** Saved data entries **

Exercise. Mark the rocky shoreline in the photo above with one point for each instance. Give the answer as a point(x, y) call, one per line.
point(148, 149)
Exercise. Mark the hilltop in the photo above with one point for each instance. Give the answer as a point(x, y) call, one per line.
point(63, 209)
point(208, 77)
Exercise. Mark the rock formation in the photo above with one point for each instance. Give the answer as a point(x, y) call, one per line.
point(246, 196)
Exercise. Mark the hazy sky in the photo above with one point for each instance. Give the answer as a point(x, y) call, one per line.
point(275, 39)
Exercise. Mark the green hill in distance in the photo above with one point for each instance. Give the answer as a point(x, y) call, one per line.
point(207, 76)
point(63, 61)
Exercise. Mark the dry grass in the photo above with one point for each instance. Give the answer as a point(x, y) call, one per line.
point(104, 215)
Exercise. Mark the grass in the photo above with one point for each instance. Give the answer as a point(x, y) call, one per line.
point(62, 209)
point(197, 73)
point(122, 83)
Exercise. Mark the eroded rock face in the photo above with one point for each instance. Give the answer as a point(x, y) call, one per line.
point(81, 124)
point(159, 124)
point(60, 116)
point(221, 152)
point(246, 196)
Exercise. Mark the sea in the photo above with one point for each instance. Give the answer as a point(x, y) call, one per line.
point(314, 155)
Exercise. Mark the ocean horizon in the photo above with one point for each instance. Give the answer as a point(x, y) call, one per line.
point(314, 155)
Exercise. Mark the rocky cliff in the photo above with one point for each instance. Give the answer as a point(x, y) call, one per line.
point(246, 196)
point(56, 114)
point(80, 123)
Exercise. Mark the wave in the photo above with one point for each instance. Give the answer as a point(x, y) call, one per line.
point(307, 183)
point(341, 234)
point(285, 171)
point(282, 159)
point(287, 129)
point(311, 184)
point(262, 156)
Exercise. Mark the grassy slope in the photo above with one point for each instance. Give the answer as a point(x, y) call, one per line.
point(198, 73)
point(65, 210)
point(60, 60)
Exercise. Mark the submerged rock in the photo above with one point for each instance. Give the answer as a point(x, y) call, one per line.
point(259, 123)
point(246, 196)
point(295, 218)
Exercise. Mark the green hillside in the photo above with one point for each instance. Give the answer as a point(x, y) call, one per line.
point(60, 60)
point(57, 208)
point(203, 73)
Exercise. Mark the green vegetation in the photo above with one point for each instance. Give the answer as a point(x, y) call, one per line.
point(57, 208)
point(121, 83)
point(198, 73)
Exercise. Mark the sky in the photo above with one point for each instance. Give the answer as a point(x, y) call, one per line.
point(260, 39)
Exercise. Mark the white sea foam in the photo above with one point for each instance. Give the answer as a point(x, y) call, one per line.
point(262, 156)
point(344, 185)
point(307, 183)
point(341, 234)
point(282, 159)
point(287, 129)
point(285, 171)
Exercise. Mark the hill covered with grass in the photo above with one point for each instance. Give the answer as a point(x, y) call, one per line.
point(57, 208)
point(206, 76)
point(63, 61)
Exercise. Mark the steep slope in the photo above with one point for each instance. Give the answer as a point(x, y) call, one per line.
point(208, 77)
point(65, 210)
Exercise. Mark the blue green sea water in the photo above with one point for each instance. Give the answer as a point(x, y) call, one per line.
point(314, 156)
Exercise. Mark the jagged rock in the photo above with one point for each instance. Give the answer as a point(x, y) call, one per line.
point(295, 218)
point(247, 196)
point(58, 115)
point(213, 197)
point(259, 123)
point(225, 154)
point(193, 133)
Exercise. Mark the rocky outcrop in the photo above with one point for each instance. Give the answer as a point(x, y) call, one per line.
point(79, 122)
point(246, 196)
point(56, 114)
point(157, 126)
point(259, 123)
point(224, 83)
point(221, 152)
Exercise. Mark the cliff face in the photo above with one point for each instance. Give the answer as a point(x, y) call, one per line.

** WORK TO DO **
Render every line above as a JSON list of strings, one string per line, omitting blank lines.

** FINISHED ANSWER **
[
  "Exercise. Mark the rocky shoreline in the photo above with one point for each instance. Give the answer as a point(x, y) call, one per line.",
  "point(148, 149)",
  "Exercise. Mark the hilltop in the photo above with one point for each instance. Give the answer as a point(x, y) call, one per line.",
  "point(63, 209)",
  "point(208, 77)",
  "Exercise. Mark the rock formation in the photo above with one point for each instance. Give the answer as a point(x, y) call, one per line.",
  "point(246, 196)",
  "Exercise. Mark the hazy sky in the photo above with one point for each instance. Give the answer as a point(x, y) call, one per line.",
  "point(275, 39)",
  "Exercise. Mark the green hill in distance in the photo above with one point for each instance. Give the answer as a point(x, y) call, one per line.",
  "point(207, 76)",
  "point(63, 61)",
  "Exercise. Mark the dry grass in the photo above with one point for each instance. Give the answer as a point(x, y) call, one per line.",
  "point(104, 215)",
  "Exercise. Mark the grass in the photo above with one point for each instance. Give the answer as a point(x, y) call, one per line.",
  "point(62, 209)",
  "point(197, 73)",
  "point(122, 83)",
  "Exercise. Mark the eroded rock face in the photo above with one point for each instance. Give the answer as a point(x, y) call, one per line.",
  "point(81, 124)",
  "point(159, 124)",
  "point(60, 116)",
  "point(221, 152)",
  "point(246, 196)",
  "Exercise. Mark the sea in the photo above with one point for each instance. Give the answer as a point(x, y) call, one per line.",
  "point(314, 155)",
  "Exercise. Mark the ocean horizon in the photo above with one point for each instance. Give the answer as a point(x, y) call, one per line.",
  "point(314, 155)",
  "Exercise. Mark the rocky cliff in the photo above with one point for each instance. Give the answer as a point(x, y) call, one per line.",
  "point(246, 196)",
  "point(56, 114)",
  "point(80, 123)",
  "Exercise. Mark the wave in the photo above with one point for each instance. Give the answer as a point(x, y) call, one per line.",
  "point(307, 183)",
  "point(341, 234)",
  "point(285, 171)",
  "point(282, 159)",
  "point(287, 129)",
  "point(311, 184)",
  "point(262, 156)",
  "Exercise. Mark the grassy slope in the photo above with one point for each instance. Give the answer as a point(x, y) call, one per line.",
  "point(198, 73)",
  "point(65, 210)",
  "point(60, 60)",
  "Exercise. Mark the submerged rock in the photo above with one point for each instance. Give the answer as a point(x, y) call, one per line.",
  "point(259, 123)",
  "point(246, 196)",
  "point(295, 218)",
  "Exercise. Mark the green hillside in the photo above with one point for each instance. Give the answer as a point(x, y) call, one per line.",
  "point(60, 60)",
  "point(57, 208)",
  "point(203, 73)",
  "Exercise. Mark the green vegetation in the photo above with one point for each instance. Give the answer as a point(x, y) call, one per line.",
  "point(57, 208)",
  "point(121, 83)",
  "point(198, 73)",
  "Exercise. Mark the sky in the photo above with one point for each instance. Give the answer as a point(x, y) call, one per line.",
  "point(260, 39)",
  "Exercise. Mark the white sea foam in the photo above with one point for each instance. Give the answer as a point(x, y) call, one per line.",
  "point(262, 156)",
  "point(344, 185)",
  "point(307, 183)",
  "point(341, 234)",
  "point(282, 159)",
  "point(287, 129)",
  "point(285, 171)",
  "Exercise. Mark the hill covered with grass in the photo above with one point for each instance. Give the answer as a point(x, y) call, one per line.",
  "point(57, 208)",
  "point(206, 76)",
  "point(63, 61)",
  "Exercise. Mark the steep slope in the photo above with one point for each instance. Give the answer as a point(x, y) call, one per line.",
  "point(208, 77)",
  "point(65, 210)",
  "Exercise. Mark the blue green sea water in the photo above with one point for each instance. Give the answer as a point(x, y) call, one per line.",
  "point(314, 156)",
  "Exercise. Mark the jagged rock in the photo above with one point for each instance. Give the answer as a point(x, y) call, one per line.",
  "point(295, 218)",
  "point(247, 196)",
  "point(58, 115)",
  "point(213, 197)",
  "point(259, 123)",
  "point(225, 154)",
  "point(193, 133)",
  "Exercise. Mark the rocky outcrop in the photo above with one point for each instance. Give the answer as a point(x, y) call, one per line.",
  "point(79, 122)",
  "point(246, 196)",
  "point(56, 114)",
  "point(157, 126)",
  "point(259, 123)",
  "point(224, 83)",
  "point(221, 152)",
  "Exercise. Mark the cliff face in the photo above with one point for each instance. Give the answer as a point(x, y) call, one per line."
]